## Problem
Copy out the lines of the entries below, from the line with "task: segment the wooden step" up to and including the line with "122L195 123L203 123L203", character for character.

## Source data
— begin —
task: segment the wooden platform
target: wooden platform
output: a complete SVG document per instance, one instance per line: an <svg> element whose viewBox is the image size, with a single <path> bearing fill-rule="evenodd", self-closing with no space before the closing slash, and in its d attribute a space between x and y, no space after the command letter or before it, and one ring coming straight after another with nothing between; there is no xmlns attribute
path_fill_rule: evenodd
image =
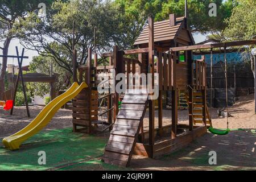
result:
<svg viewBox="0 0 256 182"><path fill-rule="evenodd" d="M105 163L129 165L145 115L148 96L145 90L128 90L125 94L105 149Z"/></svg>

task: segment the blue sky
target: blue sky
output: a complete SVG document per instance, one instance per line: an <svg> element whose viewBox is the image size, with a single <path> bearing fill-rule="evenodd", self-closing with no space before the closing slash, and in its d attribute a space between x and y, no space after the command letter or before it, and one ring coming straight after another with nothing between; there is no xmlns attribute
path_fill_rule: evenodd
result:
<svg viewBox="0 0 256 182"><path fill-rule="evenodd" d="M206 39L205 36L204 36L200 34L193 34L193 36L195 39L195 41L196 43L199 43L202 41L204 41ZM0 46L2 44L0 44ZM9 51L8 54L9 55L16 55L16 49L15 46L18 46L19 52L20 53L21 53L21 51L22 50L22 46L19 43L19 41L18 39L13 39L11 42L11 43L10 44L9 46ZM23 60L23 65L28 65L30 63L30 61L32 60L32 58L33 56L37 56L38 52L35 51L31 51L31 50L28 50L25 49L25 53L24 55L28 56L29 58L28 59L24 59ZM18 65L17 60L14 59L13 60L14 64ZM13 59L9 59L7 64L13 64Z"/></svg>

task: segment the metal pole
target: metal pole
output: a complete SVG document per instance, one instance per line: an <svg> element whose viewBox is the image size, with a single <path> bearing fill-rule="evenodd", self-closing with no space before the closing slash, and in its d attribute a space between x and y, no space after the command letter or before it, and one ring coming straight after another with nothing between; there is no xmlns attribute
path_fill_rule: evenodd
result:
<svg viewBox="0 0 256 182"><path fill-rule="evenodd" d="M53 68L52 68L52 61L51 60L51 64L50 64L50 76L52 77L53 76ZM50 83L50 98L51 101L52 101L53 99L53 85L52 82Z"/></svg>

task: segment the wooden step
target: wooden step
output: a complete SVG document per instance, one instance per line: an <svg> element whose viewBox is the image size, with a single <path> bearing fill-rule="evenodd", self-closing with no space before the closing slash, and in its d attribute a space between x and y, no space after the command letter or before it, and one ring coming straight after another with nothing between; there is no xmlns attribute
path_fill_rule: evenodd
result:
<svg viewBox="0 0 256 182"><path fill-rule="evenodd" d="M193 122L195 123L203 123L203 120L193 120ZM207 121L207 124L210 125L209 121Z"/></svg>

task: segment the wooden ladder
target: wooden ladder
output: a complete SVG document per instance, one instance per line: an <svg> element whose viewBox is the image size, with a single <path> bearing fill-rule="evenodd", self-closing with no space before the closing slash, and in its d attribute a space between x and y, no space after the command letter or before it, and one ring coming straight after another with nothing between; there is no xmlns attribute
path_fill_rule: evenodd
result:
<svg viewBox="0 0 256 182"><path fill-rule="evenodd" d="M188 105L188 96L186 94L187 102ZM206 105L207 125L210 126L212 120L209 112L209 109ZM203 123L203 95L201 92L194 91L193 93L193 122Z"/></svg>
<svg viewBox="0 0 256 182"><path fill-rule="evenodd" d="M146 90L127 90L125 93L105 148L105 163L129 166L147 108Z"/></svg>

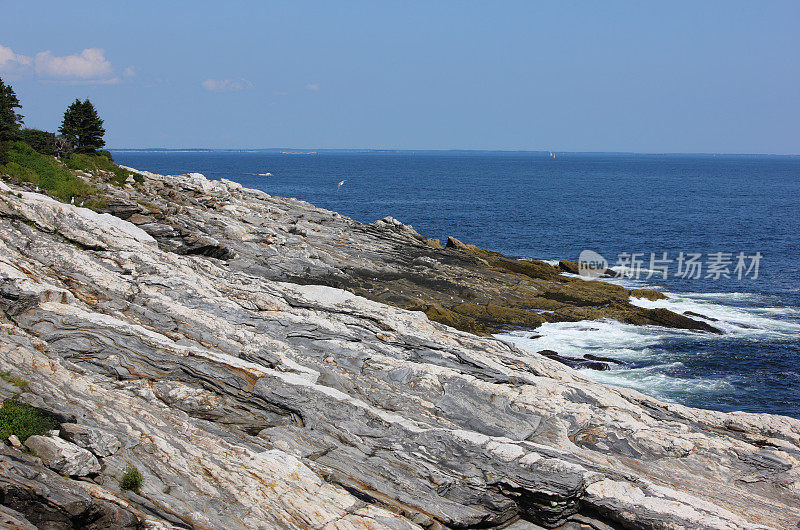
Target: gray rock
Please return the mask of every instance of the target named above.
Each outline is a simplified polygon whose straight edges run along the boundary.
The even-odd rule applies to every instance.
— end —
## Output for this exercise
task: segment the wooden step
target: wooden step
output: a complete SVG document per instance, one instance per line: an <svg> element whose viewBox is the image size, with a single <path> bearing fill-rule="evenodd", self-closing with no space before the closing slash, and in its d attribute a space between x and y, no space after the command letter or before it, and one ring coming straight after another with nothing between; there is no xmlns attribute
path_fill_rule: evenodd
result:
<svg viewBox="0 0 256 182"><path fill-rule="evenodd" d="M193 122L195 123L203 123L203 120L193 120ZM207 121L207 124L210 125L209 121Z"/></svg>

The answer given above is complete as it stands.